▶ [SOURCE INFORMATION]

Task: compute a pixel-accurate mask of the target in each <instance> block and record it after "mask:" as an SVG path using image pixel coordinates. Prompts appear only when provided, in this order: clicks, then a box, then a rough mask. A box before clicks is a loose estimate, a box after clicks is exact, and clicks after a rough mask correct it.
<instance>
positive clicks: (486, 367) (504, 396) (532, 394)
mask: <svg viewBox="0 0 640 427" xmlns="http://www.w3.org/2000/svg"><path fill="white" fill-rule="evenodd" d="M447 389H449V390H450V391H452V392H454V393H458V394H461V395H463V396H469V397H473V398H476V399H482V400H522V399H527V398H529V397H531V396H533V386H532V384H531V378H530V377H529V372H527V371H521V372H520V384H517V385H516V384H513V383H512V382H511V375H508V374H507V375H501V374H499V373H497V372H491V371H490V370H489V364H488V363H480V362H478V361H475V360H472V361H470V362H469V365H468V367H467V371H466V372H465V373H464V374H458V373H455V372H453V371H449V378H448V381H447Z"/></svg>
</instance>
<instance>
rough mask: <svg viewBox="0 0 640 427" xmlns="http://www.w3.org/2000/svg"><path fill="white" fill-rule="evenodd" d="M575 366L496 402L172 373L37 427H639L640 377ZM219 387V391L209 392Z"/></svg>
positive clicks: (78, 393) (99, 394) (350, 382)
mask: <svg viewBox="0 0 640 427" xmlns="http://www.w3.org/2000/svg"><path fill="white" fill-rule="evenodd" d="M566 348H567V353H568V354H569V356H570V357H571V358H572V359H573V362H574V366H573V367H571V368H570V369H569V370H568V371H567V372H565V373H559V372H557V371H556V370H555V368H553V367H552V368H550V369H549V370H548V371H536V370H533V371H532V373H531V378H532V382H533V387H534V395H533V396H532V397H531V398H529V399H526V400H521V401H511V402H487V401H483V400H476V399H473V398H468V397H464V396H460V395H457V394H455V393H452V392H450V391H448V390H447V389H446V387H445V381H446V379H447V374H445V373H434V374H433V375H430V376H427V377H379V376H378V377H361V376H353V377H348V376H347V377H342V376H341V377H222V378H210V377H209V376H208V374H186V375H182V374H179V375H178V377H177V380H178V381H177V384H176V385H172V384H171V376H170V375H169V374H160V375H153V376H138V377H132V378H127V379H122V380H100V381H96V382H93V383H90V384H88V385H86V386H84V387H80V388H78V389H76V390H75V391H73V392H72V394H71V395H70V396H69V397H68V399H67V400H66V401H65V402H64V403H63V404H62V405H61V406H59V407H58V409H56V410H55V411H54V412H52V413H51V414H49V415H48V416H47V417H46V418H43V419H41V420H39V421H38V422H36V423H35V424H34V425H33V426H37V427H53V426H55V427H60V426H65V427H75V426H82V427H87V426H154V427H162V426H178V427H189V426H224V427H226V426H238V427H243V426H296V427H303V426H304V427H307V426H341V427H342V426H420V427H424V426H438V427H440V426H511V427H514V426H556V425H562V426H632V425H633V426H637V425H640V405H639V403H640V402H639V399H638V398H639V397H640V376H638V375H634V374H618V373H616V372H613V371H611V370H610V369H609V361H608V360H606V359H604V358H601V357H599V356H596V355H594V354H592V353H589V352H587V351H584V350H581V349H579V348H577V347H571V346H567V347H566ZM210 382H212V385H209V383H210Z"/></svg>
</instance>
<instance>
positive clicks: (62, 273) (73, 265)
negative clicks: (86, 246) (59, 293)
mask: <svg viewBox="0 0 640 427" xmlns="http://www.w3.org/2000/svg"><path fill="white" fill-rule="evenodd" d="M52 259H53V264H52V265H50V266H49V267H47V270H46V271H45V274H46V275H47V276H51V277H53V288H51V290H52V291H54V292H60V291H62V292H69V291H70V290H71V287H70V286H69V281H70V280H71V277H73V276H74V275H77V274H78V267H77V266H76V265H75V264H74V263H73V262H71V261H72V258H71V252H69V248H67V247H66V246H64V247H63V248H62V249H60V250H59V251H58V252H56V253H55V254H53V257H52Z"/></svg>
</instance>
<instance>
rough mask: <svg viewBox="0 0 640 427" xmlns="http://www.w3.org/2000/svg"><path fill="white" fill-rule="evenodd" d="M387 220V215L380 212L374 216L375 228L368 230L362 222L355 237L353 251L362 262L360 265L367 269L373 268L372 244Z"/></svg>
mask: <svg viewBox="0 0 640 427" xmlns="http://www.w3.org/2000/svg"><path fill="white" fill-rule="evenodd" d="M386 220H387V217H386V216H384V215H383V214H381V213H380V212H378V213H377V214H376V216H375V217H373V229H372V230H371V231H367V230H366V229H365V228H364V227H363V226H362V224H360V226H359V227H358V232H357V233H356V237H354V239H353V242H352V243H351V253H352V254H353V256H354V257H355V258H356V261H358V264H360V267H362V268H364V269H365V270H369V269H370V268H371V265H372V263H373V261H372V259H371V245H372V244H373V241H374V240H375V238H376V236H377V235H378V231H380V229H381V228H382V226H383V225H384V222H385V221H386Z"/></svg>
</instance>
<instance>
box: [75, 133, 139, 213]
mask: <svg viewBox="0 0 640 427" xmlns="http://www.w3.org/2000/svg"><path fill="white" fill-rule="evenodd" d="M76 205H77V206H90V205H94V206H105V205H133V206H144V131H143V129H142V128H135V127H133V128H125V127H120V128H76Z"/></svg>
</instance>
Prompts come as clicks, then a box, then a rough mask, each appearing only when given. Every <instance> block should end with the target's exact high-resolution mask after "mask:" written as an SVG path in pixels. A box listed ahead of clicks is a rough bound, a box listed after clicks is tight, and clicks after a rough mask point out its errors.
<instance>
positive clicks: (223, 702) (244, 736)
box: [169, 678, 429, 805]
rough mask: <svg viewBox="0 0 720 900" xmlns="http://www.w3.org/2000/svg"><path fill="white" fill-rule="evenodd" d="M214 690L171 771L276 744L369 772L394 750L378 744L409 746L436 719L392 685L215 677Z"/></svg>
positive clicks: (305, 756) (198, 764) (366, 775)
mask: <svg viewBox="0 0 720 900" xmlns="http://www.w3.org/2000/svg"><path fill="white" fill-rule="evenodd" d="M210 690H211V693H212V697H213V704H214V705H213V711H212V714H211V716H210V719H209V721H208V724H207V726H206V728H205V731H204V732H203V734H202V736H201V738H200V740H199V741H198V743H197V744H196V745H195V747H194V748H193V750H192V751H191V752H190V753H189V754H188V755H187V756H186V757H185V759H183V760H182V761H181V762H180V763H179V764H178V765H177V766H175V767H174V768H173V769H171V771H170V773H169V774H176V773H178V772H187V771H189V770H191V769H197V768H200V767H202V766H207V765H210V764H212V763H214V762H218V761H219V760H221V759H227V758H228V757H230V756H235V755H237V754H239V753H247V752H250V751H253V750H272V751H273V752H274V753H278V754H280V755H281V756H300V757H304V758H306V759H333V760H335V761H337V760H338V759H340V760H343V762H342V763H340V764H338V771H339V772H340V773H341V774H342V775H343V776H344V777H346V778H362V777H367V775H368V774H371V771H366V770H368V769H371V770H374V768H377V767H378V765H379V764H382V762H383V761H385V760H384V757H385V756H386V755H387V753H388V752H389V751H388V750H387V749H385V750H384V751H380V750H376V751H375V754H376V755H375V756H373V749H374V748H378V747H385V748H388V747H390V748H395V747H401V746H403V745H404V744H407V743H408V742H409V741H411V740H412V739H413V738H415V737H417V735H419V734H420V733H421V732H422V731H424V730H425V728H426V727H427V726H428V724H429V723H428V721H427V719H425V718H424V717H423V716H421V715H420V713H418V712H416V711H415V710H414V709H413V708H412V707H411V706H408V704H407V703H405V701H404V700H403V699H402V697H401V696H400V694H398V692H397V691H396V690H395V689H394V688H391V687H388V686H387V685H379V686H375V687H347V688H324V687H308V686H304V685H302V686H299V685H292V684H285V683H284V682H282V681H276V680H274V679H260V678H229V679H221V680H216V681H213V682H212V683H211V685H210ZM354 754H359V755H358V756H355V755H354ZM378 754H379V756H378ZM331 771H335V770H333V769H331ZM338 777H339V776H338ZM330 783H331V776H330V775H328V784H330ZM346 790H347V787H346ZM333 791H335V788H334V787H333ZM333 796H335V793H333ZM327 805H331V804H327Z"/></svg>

▶ [YOUR ASSIGNMENT]
Each line containing the word "after" needs to be copied from the data above.

▶ [OUTPUT FOR THIS EXERCISE]
Task: compute a pixel-accurate mask of the target in each <instance> block and record it after "mask:" as an SVG path using image pixel coordinates. Prompts appear only when provided, in this order: clicks, then a box, then a rough mask. A box before clicks is a loose estimate, a box after clicks is exact, and clicks after a rough mask correct it.
Prompts come as clicks, then a box, then a rough mask, each appearing only when given. Every <instance> block should end with the target's exact high-resolution mask after "mask:" written as an SVG path in pixels. A box listed ahead of clicks is a rough bound, a box listed after clicks is tight, and clicks after a rough mask point out its errors.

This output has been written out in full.